:: WHAT YOU NEED TO DO ::
Tally the lines in the data below where the word "trace" appears, and give the tally alone.

Stored records
╭──
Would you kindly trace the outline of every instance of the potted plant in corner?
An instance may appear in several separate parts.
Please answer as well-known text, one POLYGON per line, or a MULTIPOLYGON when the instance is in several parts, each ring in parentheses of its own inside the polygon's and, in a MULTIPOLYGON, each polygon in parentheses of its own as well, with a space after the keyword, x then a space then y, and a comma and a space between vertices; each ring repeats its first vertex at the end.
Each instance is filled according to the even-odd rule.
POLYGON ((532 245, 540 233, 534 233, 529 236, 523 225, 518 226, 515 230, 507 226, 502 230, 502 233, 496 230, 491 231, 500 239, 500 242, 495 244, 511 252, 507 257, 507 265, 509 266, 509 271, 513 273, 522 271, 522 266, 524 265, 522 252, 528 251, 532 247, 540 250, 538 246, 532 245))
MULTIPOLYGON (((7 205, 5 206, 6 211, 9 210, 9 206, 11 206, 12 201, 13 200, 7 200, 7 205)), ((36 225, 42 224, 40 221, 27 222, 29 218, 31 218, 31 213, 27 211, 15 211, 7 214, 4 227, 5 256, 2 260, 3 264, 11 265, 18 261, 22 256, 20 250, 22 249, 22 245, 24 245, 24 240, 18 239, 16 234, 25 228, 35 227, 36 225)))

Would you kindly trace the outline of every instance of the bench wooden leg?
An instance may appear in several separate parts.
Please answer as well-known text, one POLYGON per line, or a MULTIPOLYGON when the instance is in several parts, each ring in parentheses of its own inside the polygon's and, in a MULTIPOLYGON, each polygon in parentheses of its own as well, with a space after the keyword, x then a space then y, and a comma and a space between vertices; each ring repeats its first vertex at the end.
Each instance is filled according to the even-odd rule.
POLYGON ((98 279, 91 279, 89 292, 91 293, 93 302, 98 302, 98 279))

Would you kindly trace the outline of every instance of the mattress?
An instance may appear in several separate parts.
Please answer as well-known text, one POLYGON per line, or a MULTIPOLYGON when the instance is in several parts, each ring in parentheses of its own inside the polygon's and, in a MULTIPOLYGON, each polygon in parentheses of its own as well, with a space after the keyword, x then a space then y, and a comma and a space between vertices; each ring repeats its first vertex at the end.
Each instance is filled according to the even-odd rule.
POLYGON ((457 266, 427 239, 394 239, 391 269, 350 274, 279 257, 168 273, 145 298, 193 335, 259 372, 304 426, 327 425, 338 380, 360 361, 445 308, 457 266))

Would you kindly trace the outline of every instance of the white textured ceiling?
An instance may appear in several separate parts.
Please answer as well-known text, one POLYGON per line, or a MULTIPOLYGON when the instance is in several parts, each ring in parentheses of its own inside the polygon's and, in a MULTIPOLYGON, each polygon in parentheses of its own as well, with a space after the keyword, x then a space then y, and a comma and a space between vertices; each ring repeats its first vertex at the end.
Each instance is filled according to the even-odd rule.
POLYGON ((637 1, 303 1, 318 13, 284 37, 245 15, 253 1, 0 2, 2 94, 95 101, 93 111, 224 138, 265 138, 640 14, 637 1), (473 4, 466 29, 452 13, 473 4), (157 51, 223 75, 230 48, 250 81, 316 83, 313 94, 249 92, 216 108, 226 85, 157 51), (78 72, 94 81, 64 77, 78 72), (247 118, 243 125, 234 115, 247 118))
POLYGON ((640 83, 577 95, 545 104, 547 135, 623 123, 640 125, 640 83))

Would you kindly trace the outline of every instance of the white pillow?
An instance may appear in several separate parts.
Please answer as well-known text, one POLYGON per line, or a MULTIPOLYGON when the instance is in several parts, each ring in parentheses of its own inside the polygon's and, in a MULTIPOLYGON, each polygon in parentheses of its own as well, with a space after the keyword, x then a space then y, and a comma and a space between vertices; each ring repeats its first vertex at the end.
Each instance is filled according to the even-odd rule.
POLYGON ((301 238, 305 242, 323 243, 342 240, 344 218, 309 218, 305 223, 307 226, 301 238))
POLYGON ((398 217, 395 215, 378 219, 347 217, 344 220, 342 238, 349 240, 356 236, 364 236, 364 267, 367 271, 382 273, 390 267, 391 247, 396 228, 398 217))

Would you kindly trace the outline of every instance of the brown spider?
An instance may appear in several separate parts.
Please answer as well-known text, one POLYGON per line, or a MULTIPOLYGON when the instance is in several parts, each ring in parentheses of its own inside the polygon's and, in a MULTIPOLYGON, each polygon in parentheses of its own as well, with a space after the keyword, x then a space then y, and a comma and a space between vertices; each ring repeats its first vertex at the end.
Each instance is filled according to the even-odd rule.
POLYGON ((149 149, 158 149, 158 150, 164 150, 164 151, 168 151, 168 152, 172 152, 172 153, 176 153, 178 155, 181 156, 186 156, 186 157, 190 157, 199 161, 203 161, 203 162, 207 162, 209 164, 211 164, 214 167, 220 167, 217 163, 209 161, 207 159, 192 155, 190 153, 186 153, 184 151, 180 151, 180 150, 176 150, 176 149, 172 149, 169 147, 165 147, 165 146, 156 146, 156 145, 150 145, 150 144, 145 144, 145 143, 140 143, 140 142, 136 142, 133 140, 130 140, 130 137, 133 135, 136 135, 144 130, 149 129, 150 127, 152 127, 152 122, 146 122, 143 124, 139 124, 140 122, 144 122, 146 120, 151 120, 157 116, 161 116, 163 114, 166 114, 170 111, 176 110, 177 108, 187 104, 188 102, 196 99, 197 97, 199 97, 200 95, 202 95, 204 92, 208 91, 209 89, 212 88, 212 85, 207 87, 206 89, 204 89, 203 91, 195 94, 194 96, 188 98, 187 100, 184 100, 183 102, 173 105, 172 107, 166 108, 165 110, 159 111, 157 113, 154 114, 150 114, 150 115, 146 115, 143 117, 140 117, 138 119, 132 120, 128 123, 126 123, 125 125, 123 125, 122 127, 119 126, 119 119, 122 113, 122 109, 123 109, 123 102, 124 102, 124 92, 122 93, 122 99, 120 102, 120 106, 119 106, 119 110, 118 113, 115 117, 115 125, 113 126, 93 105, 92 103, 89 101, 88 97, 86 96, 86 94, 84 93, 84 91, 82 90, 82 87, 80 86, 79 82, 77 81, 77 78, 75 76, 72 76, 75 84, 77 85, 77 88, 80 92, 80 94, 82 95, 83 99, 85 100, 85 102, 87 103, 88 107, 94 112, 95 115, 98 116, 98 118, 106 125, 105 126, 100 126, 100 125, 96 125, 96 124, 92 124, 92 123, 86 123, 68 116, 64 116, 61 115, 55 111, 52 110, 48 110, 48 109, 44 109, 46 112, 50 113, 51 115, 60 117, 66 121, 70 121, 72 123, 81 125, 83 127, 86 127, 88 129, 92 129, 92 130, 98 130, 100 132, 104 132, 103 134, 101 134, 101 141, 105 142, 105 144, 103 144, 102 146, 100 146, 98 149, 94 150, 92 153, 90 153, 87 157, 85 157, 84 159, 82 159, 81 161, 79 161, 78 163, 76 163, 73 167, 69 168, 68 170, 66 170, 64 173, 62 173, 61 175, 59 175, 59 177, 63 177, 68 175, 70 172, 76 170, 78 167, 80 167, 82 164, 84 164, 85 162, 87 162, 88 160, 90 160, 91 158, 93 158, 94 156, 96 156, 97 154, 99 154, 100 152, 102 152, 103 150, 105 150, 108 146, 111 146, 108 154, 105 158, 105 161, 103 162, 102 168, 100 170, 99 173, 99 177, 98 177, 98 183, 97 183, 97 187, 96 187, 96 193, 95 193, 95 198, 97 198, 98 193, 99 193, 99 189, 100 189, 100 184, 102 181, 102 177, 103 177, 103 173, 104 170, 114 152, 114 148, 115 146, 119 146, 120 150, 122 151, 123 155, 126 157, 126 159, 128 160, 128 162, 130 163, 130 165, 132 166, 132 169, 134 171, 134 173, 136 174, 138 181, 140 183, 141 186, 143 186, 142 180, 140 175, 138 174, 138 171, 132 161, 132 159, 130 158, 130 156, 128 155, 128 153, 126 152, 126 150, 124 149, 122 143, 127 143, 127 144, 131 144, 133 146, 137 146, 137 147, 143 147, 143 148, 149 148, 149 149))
╰──
:: SOLUTION TO THE PROBLEM ::
6